Return the lines below exactly, starting with the line that contains "If you could point to the basket" and stopping after the last line.
──────────────────────────────
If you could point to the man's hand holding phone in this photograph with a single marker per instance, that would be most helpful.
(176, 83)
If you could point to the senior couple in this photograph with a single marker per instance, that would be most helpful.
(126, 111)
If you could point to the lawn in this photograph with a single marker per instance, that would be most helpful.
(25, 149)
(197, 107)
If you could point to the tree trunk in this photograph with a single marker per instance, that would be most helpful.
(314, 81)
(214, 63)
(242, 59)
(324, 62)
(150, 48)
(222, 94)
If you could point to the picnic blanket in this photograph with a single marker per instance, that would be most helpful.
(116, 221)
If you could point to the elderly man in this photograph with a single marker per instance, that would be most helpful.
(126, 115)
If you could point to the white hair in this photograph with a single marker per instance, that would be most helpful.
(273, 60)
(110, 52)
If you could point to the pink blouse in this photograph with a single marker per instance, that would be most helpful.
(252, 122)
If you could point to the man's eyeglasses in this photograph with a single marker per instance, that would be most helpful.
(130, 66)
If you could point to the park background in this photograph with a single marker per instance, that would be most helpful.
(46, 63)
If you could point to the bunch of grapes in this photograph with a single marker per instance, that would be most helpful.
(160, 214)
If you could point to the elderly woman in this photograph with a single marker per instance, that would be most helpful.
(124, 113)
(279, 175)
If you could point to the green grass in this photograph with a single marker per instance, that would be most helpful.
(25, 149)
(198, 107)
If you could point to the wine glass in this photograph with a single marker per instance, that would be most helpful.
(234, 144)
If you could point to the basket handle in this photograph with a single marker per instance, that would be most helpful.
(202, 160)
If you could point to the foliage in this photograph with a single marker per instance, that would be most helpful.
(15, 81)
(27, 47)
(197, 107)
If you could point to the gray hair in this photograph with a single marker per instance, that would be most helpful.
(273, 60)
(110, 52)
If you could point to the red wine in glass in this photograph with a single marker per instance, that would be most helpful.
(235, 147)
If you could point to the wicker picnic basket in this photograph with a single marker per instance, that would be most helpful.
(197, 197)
──────────────────────────────
SOLUTION BELOW
If you could point to the basket handle in this photograph with a single marker per instance, that would be most helpful.
(202, 160)
If you could point to the foliage in this photograph with a single marker per instance, that would be most helpful.
(15, 81)
(27, 47)
(197, 107)
If you could point to the gray hair in this photograph with a single marker per instance, that would be most helpful.
(273, 60)
(110, 52)
If you could point to the red wine in glass in this photograph with a single marker per instance, that would be most helpful.
(235, 147)
If you could point to the wicker picnic basket in this photograph with a single marker per instance, that would be most helpful.
(197, 197)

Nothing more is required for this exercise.